# Your instructions
Would you please transcribe, exactly as written, the lines of the entries below starting at the one that holds "Where can the green" and ending at the one that holds "Where can the grass", both included?

# Source material
▬▬▬▬▬▬
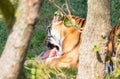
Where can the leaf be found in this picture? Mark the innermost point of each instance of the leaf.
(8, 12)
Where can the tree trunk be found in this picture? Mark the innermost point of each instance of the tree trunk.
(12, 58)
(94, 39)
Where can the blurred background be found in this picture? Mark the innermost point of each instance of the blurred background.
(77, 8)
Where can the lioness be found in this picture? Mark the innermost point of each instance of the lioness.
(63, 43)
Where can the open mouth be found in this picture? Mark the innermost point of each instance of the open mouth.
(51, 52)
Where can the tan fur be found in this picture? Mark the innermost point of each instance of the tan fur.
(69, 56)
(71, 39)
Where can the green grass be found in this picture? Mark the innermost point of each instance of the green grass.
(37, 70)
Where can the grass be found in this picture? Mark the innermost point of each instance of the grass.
▬▬▬▬▬▬
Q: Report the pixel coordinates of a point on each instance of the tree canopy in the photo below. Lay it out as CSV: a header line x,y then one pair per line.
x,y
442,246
▬▬▬▬▬▬
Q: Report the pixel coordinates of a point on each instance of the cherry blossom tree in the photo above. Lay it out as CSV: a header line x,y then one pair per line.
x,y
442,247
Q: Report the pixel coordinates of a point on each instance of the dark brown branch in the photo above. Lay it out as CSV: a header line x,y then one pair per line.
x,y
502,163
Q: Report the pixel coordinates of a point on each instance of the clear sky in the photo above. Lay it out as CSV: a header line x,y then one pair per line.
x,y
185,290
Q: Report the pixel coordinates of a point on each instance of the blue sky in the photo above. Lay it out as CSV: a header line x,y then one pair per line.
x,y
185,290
▬▬▬▬▬▬
# Result for this exercise
Where can the green grass be found in this picture? Mark the innermost point of each instance of the green grass.
(37, 70)
Where can the grass be found in this picture? Mark the innermost point of each instance of the grass.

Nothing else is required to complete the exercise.